◆ Problema a resolver
Identifique cada linha dos itens abaixo que contém a palavra "monument" e copie essas linhas. Diferencie maiúsculas de minúsculas.

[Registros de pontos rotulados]
---

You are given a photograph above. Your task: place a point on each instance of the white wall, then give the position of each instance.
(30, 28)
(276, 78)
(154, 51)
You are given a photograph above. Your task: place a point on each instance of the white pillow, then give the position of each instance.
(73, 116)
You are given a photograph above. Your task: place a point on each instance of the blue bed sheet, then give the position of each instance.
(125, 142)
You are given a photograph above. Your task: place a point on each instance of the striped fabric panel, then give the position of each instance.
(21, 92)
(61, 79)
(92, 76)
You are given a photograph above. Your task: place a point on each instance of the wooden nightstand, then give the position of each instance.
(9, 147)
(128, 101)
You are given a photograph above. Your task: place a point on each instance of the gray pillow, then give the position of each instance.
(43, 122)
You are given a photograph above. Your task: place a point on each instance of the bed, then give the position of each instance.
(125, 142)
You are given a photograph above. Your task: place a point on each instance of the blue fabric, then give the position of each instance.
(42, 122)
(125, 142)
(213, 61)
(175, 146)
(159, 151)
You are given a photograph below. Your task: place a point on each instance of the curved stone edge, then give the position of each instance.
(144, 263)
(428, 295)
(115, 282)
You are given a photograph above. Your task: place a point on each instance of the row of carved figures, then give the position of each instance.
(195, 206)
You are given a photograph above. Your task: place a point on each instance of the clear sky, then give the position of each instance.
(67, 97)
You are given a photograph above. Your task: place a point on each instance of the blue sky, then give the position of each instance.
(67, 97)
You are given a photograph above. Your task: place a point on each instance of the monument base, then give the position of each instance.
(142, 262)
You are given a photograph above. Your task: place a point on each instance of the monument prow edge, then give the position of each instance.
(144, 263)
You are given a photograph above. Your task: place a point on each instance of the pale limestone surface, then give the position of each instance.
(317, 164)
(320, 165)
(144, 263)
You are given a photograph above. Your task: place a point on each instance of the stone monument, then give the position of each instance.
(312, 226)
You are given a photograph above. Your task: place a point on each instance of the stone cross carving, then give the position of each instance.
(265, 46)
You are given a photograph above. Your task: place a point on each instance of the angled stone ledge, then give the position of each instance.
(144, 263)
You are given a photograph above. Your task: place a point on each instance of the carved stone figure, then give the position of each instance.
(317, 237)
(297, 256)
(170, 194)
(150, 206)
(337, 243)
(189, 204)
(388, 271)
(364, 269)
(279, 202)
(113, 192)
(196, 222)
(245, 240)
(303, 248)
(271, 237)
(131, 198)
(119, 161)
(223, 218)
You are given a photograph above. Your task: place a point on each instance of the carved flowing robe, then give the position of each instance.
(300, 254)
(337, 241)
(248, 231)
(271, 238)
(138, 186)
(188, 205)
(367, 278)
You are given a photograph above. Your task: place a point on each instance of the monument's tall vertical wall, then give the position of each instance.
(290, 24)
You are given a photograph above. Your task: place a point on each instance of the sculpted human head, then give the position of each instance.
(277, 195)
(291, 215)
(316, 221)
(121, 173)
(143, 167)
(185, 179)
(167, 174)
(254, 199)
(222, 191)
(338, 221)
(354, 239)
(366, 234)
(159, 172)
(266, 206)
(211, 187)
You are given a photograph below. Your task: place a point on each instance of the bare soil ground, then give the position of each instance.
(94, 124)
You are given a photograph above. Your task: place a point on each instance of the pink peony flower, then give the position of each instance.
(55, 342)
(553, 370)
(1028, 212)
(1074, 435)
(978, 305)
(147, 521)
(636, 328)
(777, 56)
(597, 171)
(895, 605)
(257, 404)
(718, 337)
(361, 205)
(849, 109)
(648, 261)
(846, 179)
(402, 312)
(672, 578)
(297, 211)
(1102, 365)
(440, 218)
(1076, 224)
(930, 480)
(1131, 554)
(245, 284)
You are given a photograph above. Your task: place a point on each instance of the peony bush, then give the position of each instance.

---

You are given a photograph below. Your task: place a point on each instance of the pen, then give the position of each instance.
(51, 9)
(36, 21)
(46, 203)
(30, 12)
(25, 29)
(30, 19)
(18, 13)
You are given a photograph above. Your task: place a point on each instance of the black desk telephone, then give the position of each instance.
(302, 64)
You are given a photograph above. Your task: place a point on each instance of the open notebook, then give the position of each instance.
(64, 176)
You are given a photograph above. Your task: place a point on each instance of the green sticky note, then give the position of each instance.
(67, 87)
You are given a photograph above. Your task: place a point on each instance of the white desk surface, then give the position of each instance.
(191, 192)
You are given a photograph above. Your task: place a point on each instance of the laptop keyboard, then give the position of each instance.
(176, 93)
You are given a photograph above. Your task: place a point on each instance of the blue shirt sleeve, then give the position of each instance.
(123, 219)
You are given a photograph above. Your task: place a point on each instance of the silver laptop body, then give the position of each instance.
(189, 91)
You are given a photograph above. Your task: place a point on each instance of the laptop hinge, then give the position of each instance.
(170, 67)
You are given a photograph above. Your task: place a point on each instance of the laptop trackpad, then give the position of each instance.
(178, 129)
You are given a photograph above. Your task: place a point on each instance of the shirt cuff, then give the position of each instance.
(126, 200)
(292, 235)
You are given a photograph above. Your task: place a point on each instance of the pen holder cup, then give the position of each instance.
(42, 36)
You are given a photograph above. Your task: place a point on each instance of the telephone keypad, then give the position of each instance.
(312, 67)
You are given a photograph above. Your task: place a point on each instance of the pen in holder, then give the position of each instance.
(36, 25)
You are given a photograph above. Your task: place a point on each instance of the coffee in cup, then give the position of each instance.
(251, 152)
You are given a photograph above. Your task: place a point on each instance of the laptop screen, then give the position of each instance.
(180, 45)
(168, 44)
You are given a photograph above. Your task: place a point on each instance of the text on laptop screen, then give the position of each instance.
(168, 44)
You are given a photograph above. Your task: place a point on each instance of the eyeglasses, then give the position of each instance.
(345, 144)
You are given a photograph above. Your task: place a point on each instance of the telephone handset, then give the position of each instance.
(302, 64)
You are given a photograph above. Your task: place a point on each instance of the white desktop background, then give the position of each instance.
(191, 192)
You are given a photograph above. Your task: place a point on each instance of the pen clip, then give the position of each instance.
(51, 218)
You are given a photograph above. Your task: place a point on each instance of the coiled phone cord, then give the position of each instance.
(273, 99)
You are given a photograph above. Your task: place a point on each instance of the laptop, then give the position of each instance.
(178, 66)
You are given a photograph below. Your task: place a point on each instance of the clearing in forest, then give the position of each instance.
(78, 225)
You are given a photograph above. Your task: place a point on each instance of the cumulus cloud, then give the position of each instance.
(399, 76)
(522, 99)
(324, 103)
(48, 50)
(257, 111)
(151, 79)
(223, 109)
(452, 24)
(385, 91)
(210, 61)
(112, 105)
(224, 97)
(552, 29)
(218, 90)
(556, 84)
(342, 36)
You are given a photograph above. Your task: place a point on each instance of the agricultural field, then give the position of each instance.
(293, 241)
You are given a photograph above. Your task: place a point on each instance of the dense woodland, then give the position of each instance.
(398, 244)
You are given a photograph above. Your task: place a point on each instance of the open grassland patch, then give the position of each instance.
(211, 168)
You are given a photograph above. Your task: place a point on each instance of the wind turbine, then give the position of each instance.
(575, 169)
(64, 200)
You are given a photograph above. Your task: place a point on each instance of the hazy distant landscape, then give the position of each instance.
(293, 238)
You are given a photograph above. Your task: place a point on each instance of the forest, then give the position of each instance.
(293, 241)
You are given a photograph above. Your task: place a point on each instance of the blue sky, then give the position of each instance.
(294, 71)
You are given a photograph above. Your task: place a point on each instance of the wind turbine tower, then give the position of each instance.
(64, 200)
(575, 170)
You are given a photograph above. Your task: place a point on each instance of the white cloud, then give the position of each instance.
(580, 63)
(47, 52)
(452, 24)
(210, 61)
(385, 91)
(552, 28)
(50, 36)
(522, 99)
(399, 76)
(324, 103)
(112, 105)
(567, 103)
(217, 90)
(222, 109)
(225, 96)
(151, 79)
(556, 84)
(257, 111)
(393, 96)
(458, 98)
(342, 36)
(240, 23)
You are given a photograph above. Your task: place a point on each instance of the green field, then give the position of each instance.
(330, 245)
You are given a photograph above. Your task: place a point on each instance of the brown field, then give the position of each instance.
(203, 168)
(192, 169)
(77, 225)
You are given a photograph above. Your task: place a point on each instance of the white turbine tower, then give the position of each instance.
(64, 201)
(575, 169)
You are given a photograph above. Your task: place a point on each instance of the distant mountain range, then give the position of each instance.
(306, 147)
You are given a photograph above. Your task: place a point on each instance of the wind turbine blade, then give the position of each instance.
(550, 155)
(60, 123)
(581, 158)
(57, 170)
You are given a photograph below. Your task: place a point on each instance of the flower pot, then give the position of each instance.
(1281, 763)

---

◆ Resposta do exercício
You are given a photograph above. Your task: place a point on each instance of the monument base, then give the position of each instance.
You are given a photograph above. Your task: place a point on each instance of the monument prow edge, then give the position of each instance.
You are given a photograph above. Your task: place a point on each instance of the stone monument, then give the position of each instance.
You are given a photograph above. Your task: place a point on each instance of the monument's tall vertical wall, then give the position of each instance.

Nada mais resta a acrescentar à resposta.